SOURCE RECORDS:

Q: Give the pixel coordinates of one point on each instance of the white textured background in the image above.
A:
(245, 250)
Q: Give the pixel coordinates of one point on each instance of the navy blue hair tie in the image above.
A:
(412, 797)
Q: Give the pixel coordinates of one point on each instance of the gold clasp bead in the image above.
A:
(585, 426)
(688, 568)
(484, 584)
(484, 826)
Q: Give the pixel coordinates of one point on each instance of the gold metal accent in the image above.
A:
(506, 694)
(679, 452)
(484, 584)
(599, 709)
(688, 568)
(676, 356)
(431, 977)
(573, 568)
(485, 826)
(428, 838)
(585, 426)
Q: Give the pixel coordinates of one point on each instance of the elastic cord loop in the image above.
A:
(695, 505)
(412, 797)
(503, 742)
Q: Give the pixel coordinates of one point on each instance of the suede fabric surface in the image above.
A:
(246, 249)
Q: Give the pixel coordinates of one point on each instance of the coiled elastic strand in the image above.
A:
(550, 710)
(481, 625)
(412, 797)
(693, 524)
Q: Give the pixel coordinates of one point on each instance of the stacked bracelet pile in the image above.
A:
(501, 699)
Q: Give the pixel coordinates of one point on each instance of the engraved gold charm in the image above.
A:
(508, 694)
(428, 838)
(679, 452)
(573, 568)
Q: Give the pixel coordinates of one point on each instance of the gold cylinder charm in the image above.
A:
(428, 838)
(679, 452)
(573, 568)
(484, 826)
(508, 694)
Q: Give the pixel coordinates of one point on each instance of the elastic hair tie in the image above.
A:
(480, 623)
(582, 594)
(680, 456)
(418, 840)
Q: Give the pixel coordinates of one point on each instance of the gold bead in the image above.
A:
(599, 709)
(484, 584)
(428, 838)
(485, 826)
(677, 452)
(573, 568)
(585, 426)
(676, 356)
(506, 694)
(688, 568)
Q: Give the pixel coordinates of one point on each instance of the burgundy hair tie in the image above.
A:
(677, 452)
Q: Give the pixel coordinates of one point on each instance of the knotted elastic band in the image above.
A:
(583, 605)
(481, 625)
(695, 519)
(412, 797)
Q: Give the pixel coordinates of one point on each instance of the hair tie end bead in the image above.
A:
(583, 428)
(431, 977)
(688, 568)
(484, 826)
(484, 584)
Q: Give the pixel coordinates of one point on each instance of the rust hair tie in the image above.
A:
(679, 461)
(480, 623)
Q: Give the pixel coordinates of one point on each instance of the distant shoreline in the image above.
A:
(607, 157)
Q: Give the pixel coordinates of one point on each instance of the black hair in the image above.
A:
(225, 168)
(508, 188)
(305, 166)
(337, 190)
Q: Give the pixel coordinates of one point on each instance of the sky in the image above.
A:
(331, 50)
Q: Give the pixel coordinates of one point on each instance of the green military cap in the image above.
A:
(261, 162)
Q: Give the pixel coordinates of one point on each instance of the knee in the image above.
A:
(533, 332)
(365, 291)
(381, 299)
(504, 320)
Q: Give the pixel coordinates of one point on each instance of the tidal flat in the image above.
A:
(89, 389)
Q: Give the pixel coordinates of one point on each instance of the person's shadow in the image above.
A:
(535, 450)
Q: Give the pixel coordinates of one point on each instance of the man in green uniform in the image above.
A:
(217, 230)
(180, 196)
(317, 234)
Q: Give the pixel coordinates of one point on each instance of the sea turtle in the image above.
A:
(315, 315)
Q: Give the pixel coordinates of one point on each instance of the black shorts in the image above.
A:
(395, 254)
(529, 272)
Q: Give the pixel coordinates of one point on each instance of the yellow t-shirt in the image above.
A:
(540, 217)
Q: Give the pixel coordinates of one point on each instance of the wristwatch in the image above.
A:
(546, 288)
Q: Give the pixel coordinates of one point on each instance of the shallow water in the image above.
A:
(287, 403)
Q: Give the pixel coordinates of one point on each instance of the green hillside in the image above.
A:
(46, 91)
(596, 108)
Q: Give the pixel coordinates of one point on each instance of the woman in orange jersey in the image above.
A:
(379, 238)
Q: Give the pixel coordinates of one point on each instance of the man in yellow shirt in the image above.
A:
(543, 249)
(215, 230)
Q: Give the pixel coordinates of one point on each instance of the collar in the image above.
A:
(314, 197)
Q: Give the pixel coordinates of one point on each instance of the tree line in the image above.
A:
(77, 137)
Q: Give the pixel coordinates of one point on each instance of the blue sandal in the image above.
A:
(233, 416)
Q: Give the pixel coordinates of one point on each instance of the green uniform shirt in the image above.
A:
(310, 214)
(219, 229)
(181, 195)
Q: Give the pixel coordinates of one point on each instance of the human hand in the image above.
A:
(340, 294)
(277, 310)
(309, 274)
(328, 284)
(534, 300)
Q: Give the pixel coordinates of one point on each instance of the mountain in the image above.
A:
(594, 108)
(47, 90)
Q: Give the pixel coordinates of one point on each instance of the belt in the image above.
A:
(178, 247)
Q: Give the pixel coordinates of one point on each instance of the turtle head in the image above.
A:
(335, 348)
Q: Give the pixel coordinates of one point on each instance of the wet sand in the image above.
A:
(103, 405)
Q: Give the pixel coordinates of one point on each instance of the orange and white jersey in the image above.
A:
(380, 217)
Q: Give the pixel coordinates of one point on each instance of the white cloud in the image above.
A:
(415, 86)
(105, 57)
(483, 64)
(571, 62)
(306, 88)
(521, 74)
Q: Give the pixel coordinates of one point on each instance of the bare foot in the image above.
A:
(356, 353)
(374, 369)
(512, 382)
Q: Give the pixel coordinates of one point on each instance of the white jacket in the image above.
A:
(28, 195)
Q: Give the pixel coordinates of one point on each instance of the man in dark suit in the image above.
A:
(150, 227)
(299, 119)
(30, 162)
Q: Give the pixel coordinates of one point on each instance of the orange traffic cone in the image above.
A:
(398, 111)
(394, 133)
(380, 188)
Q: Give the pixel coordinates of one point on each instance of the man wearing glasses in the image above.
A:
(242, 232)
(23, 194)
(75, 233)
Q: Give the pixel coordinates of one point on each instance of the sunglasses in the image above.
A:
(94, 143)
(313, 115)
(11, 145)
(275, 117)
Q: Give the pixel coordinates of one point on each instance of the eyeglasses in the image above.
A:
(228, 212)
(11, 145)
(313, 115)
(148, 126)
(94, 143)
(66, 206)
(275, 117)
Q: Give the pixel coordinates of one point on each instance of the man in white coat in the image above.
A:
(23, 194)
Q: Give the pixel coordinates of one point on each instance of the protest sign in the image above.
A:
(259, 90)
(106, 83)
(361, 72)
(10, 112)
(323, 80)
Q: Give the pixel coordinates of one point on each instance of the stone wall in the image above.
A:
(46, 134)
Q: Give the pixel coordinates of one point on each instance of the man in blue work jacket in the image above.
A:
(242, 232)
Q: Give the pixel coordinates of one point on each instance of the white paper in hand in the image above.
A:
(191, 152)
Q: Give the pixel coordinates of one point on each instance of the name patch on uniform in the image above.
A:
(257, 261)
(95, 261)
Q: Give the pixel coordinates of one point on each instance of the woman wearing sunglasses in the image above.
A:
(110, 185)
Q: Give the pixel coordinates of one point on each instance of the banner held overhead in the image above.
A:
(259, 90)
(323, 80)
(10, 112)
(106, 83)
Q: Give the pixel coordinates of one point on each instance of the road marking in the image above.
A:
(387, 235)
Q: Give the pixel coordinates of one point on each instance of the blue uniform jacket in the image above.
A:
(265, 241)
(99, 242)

ACTIVITY: Transcribe the records above from the line holding "suit in the image above." down to the line holding "on uniform in the image above.", inclusive, without adding anything.

EXERCISE SOLUTION:
Q: Give the pixel coordinates of one point on each instance of the man in dark suit in the image above.
A:
(150, 227)
(299, 119)
(30, 162)
Q: Give the pixel coordinates of one point on each instance of the orange traffic cone in the image above.
A:
(398, 111)
(394, 133)
(380, 188)
Q: Give the pixel coordinates of one point on each instance of the man wearing glasses in the image above.
A:
(242, 232)
(23, 194)
(75, 233)
Q: Give the pixel coordinates of one point on each instance of the sunglasses in the image above.
A:
(94, 143)
(313, 115)
(11, 145)
(275, 117)
Q: Give the pixel coordinates of one point on each instance of the eyeglasses in the image above.
A:
(228, 212)
(11, 145)
(313, 115)
(148, 126)
(94, 143)
(66, 206)
(275, 117)
Q: Give the pixel coordinates of one point on each instance of the man in white coat in the image above.
A:
(23, 194)
Q: Give the pixel coordinates of one point on each instance of the protest sign in the image above.
A:
(259, 90)
(106, 83)
(361, 72)
(10, 112)
(323, 80)
Q: Give the pixel coordinates of one point on each instance of the stone wall in the image above.
A:
(46, 134)
Q: Give the pixel coordinates of one point on each instance of the man in blue work jacket in the image above.
A:
(242, 232)
Q: Give the pixel coordinates of one point on each instance of the white paper in hand in the image above.
A:
(191, 152)
Q: Give the pixel coordinates of one point on each instance of the name patch on uniform in the image above.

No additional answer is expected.